I would also like you to think about whether he is getting help to keep you because this is what you have asked him to do (being manipulative) or is he getting it for himself because he feels/believes he needs it and is making a sincere effort to help himself. 

Because if he is only going to get help to keep you connected to him, he isn't going to therapy for the right reasons and I believe he is doomed to fail.

Whatever happens between you continue to listen to your inner voice don't ignore it, because when you do you ignore yourself.

I agree with Panda39 on this one. The historical pattern you describe (6 breakups in the past year?) are that you normally breakup, then you beg him to return. He comes back, then the cycle repeats. So this last breakup, the only thing that's changed actually is *you*. Not him. Now instead of begging for him to come back, your body is frantically trying to tell you NO I NEED A BREAK. He senses this change in your attachment so now he's making up all of this therapy stuff to counteract this bit of independence you've gained.

• • • •

**Task requirements:**
- 1) In the relationship advice text, who does the writer say they agree with?
- 2) Duplicate the part of the relationship advice text that opens with the words containing "Because if he" and closes with "doomed to fail.".
- 3) Go on with the relationship advice text from the point where it stops.

• • • •

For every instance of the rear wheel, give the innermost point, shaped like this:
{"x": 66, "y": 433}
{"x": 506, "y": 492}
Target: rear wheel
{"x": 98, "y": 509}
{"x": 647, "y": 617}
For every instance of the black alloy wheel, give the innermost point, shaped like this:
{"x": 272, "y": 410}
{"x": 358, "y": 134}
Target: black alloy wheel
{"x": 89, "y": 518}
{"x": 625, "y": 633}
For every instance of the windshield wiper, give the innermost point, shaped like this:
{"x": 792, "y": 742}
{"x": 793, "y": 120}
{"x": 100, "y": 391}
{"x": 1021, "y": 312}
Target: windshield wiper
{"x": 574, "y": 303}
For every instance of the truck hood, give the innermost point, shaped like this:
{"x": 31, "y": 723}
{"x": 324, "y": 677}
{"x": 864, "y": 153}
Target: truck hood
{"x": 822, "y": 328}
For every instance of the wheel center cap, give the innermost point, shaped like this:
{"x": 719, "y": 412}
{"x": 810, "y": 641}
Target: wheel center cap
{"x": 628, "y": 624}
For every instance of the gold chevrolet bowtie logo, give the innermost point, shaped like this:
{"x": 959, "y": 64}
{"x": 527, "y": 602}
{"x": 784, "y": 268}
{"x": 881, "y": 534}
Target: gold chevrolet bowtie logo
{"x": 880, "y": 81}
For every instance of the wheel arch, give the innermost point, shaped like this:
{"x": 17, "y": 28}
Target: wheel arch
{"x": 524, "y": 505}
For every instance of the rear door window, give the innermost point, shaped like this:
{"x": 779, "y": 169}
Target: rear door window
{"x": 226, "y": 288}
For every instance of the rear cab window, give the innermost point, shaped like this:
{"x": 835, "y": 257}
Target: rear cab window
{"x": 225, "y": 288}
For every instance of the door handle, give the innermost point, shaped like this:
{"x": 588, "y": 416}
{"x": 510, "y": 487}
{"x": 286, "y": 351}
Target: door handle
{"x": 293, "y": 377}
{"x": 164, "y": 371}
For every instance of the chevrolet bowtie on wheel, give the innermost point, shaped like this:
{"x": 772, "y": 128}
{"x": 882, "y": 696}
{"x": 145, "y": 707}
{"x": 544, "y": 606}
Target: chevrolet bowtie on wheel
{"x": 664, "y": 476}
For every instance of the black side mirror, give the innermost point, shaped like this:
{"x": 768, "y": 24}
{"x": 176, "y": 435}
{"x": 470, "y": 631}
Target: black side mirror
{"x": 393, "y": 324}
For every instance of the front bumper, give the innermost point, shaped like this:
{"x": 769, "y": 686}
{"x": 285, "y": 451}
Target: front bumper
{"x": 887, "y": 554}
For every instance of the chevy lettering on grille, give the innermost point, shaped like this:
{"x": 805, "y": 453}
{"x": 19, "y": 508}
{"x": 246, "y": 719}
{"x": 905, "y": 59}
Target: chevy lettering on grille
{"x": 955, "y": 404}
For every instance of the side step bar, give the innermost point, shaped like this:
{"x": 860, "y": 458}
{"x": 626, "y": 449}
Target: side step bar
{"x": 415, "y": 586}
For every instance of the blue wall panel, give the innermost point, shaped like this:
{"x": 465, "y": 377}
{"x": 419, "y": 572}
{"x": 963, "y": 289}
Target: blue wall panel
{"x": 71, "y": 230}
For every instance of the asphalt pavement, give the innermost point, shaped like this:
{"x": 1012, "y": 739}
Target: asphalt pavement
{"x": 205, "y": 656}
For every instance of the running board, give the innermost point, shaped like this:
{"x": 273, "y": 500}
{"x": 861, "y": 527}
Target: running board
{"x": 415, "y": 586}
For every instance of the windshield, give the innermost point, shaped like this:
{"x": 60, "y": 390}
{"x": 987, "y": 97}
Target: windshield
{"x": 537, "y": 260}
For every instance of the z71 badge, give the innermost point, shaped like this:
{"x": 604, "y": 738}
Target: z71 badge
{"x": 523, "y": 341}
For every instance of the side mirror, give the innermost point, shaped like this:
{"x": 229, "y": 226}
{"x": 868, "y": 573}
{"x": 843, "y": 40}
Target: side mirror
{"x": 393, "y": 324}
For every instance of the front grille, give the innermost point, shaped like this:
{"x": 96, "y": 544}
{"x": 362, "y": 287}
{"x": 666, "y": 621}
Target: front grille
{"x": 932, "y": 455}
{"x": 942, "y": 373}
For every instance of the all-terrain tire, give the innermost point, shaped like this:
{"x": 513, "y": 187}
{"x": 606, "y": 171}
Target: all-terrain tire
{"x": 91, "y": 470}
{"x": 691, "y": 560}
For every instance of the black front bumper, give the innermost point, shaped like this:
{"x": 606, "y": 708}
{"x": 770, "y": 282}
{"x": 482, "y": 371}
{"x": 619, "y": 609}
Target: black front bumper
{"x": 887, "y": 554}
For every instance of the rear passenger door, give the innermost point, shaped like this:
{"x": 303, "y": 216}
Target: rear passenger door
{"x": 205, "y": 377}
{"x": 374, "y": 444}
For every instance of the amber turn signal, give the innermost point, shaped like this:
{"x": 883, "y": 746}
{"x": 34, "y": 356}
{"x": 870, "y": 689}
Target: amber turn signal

• • • •

**Answers:**
- 1) Panda39

- 2)
Because if he is only going to get help to keep you connected to him, he isn't going to therapy for the right reasons and I believe he is doomed to fail.

- 3)
Ultimately it sounds to me that you want to remain detached for at least 6 months, then check in with him to see how much he's 'changed'. Can you/Have you set this firm boundary with him? If you don't feel comfortable telling him *your* needs if there's going to be any reconciliation, then the reality is that he's still in control of the dynamic. Here you are, willing to work with him while keeping a safe distance while he works on himself--these are your needs. Is he willing to give you what you need? If he loves you so much as his desperate texts imply then it should be no problem to take some months off and give you the space you need. In short, if your ex can't give you the space you are asking for and recognize that this is healthy for you--then no nothing will ever work out. I think this is still more about him and his immediate desires and needs. His repeated attempts to recycle are more about his own unhealthy, uncontrollable needs than it is about the mutual respect and care for you he would need for any type of r/s to work.